Records from a data collection
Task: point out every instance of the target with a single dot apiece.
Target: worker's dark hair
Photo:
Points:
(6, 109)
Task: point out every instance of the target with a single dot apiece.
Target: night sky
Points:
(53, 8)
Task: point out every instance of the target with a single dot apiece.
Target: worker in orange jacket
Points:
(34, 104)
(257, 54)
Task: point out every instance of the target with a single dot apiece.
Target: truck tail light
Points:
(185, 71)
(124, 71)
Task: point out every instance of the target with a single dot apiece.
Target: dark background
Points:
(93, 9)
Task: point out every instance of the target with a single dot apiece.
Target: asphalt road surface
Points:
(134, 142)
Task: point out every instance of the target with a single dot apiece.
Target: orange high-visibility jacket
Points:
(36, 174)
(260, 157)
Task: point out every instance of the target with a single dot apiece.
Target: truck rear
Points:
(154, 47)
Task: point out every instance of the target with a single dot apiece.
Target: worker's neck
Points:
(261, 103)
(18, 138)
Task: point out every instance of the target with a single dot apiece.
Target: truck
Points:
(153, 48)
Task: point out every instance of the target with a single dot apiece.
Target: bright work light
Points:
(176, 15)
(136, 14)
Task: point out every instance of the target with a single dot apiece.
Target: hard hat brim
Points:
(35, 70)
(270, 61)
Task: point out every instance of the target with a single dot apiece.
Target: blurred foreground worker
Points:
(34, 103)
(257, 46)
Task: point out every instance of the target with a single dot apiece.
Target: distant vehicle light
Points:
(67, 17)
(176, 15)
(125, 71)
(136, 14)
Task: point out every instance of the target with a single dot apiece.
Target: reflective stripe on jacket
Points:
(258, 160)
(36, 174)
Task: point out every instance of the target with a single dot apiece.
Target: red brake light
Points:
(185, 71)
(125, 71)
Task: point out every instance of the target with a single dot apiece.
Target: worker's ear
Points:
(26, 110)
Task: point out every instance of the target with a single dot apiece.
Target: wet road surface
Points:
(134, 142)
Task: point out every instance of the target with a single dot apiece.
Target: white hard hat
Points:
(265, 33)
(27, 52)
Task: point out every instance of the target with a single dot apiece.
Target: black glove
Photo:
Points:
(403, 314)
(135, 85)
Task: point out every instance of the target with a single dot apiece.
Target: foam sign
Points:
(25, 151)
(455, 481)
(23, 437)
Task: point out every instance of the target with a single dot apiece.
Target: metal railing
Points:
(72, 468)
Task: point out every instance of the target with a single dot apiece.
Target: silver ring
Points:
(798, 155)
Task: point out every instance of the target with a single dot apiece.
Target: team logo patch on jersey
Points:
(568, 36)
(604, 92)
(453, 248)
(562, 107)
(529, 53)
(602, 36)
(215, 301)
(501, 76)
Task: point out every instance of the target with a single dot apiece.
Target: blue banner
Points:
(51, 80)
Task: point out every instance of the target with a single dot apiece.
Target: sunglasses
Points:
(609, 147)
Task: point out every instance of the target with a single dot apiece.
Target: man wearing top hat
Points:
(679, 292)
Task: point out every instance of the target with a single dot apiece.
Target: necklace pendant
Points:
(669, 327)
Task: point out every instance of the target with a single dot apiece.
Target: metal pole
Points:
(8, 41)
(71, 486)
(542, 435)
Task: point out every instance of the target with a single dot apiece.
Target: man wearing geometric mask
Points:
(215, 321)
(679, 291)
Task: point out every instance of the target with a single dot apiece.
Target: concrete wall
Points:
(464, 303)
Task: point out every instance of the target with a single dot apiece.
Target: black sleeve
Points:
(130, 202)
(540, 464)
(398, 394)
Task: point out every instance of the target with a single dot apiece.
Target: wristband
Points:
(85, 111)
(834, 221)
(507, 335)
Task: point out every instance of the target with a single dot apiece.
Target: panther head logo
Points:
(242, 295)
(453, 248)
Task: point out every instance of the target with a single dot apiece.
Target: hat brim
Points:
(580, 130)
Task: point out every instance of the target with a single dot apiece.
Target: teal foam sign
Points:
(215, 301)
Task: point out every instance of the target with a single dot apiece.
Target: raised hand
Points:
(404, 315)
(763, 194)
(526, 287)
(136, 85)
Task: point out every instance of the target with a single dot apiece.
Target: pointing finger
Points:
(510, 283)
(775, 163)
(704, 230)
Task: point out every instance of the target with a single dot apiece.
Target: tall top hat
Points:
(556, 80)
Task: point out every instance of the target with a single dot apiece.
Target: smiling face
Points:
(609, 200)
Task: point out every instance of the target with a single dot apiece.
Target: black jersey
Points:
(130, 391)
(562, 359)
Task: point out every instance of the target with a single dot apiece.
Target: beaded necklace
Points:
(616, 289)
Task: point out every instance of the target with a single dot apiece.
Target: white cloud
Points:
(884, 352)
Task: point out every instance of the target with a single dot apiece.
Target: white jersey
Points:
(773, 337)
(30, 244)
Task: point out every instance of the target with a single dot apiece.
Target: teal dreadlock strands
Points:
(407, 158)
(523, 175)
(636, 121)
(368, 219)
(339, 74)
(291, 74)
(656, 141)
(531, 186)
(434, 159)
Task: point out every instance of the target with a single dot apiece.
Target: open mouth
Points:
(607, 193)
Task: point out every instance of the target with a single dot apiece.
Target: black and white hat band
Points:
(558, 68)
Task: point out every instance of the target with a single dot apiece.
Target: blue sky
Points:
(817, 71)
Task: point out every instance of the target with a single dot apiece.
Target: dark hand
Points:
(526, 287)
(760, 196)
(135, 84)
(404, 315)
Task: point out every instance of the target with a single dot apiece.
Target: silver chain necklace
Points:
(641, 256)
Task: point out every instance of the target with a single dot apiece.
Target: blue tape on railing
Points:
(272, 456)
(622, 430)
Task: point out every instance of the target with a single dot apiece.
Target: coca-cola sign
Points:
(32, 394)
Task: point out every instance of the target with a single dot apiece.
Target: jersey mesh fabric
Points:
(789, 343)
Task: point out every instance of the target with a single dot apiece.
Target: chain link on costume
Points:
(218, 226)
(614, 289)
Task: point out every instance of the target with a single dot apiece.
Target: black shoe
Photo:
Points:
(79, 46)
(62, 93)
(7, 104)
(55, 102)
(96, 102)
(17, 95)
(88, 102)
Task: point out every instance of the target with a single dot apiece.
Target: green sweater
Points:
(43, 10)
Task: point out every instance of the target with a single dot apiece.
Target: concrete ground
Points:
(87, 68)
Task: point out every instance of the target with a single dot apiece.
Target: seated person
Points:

[TASK PROMPT]: Having read the entries above, restate them all word for word.

[THE ANSWER]:
Task: point out every instance of the target with a single dot apiece.
Target: worker's dark hair
Photo:
Points:
(6, 109)
Task: point out every instance of the target with a single dot apiece.
Target: night sky
Points:
(53, 8)
Task: point out every instance of the target with a single dot apiece.
Target: worker in orange jacket
Points:
(34, 104)
(257, 54)
Task: point out every instance of the target with a single dot apiece.
Target: truck tail light
Points:
(185, 71)
(124, 71)
Task: point out every instance of the target with a single dot apiece.
Target: dark background
Points:
(93, 9)
Task: point out every instance of the target with a single dot apiece.
Target: asphalt road surface
Points:
(134, 142)
Task: point out every instance of the target with a single dot apiece.
Target: orange high-visibility jacket
Points:
(36, 174)
(260, 157)
Task: point out every instance of the target with a single dot apiece.
Target: truck rear
Points:
(154, 47)
Task: point out every instance of the target with a single dot apiece.
Target: worker's neck
Points:
(261, 103)
(18, 138)
Task: point out every instance of the target with a single dot apiece.
Target: truck
Points:
(153, 48)
Task: point out every instance of the target with a single dot apiece.
Target: bright work light
Points:
(176, 15)
(136, 14)
Task: point out every instance of the target with a single dot apiece.
Target: hard hat brim
Points:
(35, 70)
(270, 61)
Task: point out every instance of the target with a single dot apiece.
Target: blurred foreground worker
Points:
(34, 103)
(257, 46)
Task: point out every instance of the target with a single dot apiece.
Target: distant vehicle light
Points:
(67, 17)
(176, 15)
(125, 71)
(136, 14)
Task: point out every instance of the target with a single dot apiece.
Target: reflective stripe on jacket
Points:
(258, 160)
(36, 174)
Task: point out every instance of the target with a single dot apiece.
Target: red brake light
Points:
(185, 71)
(125, 71)
Task: point out every instance of the target with a single dot apiece.
Target: worker's ear
Points:
(26, 110)
Task: point out every instance of the target with a single dot apiece.
Target: wet road surface
Points:
(134, 142)
Task: point out every instance of the target with a single dot apiece.
Target: white hard hat
Points:
(265, 33)
(27, 52)
Task: point out every instance of the target with a single dot apiece.
Target: black glove
Photo:
Points:
(403, 314)
(135, 85)
Task: point out every instance of the target with a single dot apiece.
Target: foam sign
Points:
(25, 151)
(455, 481)
(23, 437)
Task: point out every instance of the target with a single dot apiece.
Target: metal railing
Points:
(72, 468)
Task: point out every instance of the target with a single dot apiece.
Target: silver ring
Points:
(798, 155)
Task: point out every instance of the target with a single dot apiece.
Target: team logo patch on jersey
Points:
(568, 36)
(604, 92)
(453, 248)
(562, 107)
(529, 53)
(602, 36)
(215, 301)
(501, 76)
Task: point out every instance of the target with a single dot apiece.
Target: blue banner
Points:
(51, 80)
Task: point out every instance of the target with a single dot apiece.
Target: sunglasses
Points:
(609, 147)
Task: point out every instance of the target with a single dot apiece.
Target: man wearing top hat
Points:
(679, 292)
Task: point out every instance of the target with a single dot apiece.
Target: necklace pendant
Points:
(669, 327)
Task: point out every instance of the target with a single dot apiece.
Target: metal pole
Points:
(8, 41)
(71, 486)
(542, 435)
Task: point out every instance of the target with a single dot apiece.
Target: man wearing geometric mask
Points:
(215, 321)
(679, 291)
Task: point out every instance of the target with a single dot apiece.
Target: concrete wall
Points:
(464, 303)
Task: point out every instance of the target with a single dot apiece.
Target: black sleeve
Points:
(130, 202)
(540, 464)
(398, 394)
Task: point out every instance of the target with a single dot apiece.
Target: wristband
Points:
(85, 111)
(834, 221)
(507, 335)
Task: point out every instance of the target with a single dot apiece.
Target: panther head logo
Points:
(242, 295)
(453, 248)
Task: point out every instance of the target with a single dot apiece.
Target: hat brim
Points:
(580, 130)
Task: point out every instance of the target with a single dot apiece.
Target: teal foam sign
Points:
(215, 301)
Task: point out every instance of the target with a single dot apiece.
Target: raised hand
Points:
(404, 315)
(763, 194)
(526, 287)
(136, 85)
Task: point out every instance of the target with a single dot apiece.
Target: pointing finger
Points:
(510, 283)
(775, 163)
(704, 230)
Task: point out every instance of the target with a single dot apiece.
Target: tall top hat
Points:
(556, 80)
Task: point out every instance of the target with a single dot apiece.
Target: smiling face
Points:
(609, 200)
Task: point out every instance of the target with a single dot apiece.
Target: black jersey
Points:
(130, 391)
(562, 359)
Task: point out every instance of the target with a single dot apiece.
Target: beaded necklace
Points:
(616, 289)
Task: point out every instance of the target with a single dot apiece.
Target: white cloud
Points:
(884, 352)
Task: point out every instance of the target with a single dot apiece.
Target: white jersey
Points:
(773, 337)
(30, 244)
Task: point out every instance of the target with a single dot apiece.
Target: teal dreadlock strands
Points:
(407, 158)
(523, 175)
(636, 121)
(368, 219)
(339, 74)
(291, 74)
(656, 141)
(531, 186)
(434, 159)
Task: point out every instance of the target with a single dot apiece.
Target: open mouth
Points:
(607, 193)
Task: point out every instance of the target with a single dot apiece.
Target: black and white hat band
Points:
(558, 68)
Task: point out every instance of the target with a single dot apiece.
Target: blue sky
Points:
(817, 71)
Task: point out every instance of the target with a single dot apiece.
Target: dark hand
Points:
(526, 287)
(760, 196)
(135, 84)
(404, 315)
Task: point out every instance of the target with a single dot apiece.
Target: silver chain necklace
Points:
(641, 256)
Task: point out every instance of the target with a single dot apiece.
Target: blue tape on railing
Points:
(272, 456)
(622, 430)
Task: point out every instance of the target with a single dot apiece.
Target: coca-cola sign
Points:
(32, 394)
Task: point out every instance of the target with a single dot apiece.
Target: jersey mesh fabric
Points:
(789, 343)
Task: point out every instance of the target with a single dot apiece.
Target: chain link on costume
Points:
(218, 226)
(614, 289)
Task: point out every instance of the target with a single dot apiece.
Target: black shoe
Photo:
Points:
(79, 46)
(62, 93)
(7, 104)
(55, 102)
(96, 102)
(17, 95)
(88, 102)
Task: point out every instance of the target with a single dot apiece.
Target: green sweater
Points:
(43, 10)
Task: point out every instance of the target with a single dot apiece.
Target: concrete ground
Points:
(87, 68)
Task: point out every instance of the target with a single dot apiece.
Target: seated person
Points:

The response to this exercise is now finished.